# [About this exercise]
From the entries below, please gather each line containing the string "illuminated".

[Given records Boundary: Start]

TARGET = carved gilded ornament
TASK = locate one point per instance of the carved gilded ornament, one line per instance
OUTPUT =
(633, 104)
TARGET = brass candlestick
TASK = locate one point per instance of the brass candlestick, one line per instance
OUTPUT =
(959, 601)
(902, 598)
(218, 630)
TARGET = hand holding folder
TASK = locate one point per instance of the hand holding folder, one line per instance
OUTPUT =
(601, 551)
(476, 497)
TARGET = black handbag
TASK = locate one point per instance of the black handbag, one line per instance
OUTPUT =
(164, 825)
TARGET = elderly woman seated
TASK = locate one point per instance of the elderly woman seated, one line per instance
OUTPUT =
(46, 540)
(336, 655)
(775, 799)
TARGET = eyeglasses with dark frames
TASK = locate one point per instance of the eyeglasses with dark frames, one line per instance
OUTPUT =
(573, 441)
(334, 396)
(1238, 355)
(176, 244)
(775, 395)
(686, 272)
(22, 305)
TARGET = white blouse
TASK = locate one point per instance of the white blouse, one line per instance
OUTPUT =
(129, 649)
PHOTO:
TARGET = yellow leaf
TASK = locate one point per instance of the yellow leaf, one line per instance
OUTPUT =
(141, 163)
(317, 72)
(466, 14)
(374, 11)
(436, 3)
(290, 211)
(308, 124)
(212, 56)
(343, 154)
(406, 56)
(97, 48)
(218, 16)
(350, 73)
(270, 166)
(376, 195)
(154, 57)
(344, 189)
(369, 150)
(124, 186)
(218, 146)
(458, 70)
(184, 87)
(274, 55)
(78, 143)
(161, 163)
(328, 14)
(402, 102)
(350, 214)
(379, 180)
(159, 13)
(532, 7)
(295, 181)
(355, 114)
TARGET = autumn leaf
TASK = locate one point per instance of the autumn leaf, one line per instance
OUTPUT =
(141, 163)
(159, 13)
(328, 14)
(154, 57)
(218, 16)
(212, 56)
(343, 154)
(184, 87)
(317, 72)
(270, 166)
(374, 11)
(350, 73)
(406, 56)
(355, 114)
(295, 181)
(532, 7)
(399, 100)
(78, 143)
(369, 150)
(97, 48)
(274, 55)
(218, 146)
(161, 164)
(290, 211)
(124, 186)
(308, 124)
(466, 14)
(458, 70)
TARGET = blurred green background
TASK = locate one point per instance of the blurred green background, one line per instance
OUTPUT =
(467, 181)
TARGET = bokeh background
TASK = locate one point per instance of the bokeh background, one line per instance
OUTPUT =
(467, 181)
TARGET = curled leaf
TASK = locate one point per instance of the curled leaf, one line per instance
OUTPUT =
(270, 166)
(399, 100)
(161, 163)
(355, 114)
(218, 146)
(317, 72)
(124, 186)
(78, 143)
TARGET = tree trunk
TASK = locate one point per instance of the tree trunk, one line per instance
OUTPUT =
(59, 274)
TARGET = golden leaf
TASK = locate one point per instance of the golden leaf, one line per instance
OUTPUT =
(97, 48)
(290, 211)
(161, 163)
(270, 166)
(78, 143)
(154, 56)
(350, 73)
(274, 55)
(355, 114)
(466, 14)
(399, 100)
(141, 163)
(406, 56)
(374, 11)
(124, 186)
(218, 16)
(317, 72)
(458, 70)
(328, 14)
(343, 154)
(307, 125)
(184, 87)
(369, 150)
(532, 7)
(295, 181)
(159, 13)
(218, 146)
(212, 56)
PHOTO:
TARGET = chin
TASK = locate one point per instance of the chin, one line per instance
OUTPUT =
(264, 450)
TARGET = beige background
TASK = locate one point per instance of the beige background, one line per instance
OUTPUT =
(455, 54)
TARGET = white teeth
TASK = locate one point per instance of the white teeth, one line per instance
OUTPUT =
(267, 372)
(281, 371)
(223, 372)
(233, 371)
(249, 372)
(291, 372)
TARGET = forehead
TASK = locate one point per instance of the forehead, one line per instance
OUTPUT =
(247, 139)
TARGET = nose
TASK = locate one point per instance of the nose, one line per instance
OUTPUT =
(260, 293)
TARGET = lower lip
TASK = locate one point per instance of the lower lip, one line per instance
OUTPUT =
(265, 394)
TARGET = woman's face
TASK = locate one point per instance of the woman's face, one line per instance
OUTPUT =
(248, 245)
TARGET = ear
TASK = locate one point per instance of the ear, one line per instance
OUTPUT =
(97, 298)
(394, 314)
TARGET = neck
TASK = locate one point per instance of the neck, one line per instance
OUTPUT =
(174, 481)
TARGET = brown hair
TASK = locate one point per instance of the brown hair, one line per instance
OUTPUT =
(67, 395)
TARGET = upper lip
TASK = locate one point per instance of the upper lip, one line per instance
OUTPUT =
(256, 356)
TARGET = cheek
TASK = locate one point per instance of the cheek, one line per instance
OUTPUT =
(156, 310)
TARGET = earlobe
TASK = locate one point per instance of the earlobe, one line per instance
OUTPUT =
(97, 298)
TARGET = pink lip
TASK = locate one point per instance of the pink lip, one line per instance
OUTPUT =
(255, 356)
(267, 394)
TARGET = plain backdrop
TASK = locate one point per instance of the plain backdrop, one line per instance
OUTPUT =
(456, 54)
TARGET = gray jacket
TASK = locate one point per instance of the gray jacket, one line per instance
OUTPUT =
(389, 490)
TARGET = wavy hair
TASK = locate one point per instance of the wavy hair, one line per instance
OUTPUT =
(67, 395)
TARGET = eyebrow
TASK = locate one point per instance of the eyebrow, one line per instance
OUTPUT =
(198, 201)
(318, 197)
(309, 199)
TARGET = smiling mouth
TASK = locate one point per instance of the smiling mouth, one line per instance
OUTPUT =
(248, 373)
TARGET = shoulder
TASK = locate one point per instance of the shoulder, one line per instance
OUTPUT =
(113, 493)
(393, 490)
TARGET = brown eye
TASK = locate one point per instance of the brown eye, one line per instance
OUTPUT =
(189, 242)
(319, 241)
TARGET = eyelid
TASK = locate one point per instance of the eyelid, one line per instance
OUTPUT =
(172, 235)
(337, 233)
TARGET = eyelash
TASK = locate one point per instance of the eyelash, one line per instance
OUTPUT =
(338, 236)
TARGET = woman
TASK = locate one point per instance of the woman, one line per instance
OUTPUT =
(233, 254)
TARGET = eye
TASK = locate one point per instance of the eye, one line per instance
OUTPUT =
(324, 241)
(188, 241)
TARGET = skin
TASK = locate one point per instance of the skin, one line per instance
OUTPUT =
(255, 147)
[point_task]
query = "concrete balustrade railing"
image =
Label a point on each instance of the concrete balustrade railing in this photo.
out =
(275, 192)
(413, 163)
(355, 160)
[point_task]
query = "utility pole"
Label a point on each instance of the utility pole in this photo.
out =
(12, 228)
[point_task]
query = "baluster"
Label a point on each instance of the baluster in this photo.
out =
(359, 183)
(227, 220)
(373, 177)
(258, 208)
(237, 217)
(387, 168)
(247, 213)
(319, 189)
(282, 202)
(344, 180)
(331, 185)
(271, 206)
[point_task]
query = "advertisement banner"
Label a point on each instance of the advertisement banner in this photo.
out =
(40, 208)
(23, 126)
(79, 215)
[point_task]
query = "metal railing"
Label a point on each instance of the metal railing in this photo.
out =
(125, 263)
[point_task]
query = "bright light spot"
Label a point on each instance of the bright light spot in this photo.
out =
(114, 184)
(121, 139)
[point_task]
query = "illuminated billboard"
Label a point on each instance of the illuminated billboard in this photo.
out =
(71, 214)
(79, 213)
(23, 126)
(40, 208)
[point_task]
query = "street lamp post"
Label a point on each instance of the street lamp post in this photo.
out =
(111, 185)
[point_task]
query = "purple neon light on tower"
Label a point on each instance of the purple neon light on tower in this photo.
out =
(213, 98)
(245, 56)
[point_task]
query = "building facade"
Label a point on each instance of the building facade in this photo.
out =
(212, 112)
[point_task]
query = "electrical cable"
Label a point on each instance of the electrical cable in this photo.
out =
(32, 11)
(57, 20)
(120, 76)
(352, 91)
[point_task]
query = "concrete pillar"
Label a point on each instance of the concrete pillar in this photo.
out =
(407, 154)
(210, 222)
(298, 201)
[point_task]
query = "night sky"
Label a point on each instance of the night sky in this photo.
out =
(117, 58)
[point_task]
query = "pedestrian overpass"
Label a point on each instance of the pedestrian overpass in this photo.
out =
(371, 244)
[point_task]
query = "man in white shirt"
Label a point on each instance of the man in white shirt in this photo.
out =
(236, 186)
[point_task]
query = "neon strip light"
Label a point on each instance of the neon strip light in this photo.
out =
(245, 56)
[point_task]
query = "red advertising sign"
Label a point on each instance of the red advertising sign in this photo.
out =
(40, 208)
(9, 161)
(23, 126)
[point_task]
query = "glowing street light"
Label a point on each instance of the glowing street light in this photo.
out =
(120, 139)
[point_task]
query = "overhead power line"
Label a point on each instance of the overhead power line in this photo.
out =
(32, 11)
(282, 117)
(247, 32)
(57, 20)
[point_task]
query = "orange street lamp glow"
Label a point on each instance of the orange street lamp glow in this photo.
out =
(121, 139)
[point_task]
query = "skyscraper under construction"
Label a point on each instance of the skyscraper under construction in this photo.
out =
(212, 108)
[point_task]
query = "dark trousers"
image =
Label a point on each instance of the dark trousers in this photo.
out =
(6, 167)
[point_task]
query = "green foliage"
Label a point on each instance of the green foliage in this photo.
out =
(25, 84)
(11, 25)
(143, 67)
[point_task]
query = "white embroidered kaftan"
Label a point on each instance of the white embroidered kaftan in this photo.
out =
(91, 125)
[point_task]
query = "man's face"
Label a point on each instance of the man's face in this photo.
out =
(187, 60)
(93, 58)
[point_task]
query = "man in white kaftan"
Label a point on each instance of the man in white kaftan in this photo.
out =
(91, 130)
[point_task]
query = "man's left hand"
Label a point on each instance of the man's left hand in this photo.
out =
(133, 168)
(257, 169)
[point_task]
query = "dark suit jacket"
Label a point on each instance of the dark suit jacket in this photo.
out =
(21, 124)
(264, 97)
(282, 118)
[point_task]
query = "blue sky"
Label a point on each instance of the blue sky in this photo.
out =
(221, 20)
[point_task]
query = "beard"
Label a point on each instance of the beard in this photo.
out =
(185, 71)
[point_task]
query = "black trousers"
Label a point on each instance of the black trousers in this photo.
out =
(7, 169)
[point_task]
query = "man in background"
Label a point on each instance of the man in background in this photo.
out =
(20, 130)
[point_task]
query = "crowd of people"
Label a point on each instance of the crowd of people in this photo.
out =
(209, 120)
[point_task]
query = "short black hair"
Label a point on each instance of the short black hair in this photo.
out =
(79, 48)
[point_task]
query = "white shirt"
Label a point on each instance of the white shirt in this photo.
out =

[Given records Boundary: End]

# [Answer space]
query = "illuminated billboard"
Label a point on each instance of the illuminated billboard in this photo.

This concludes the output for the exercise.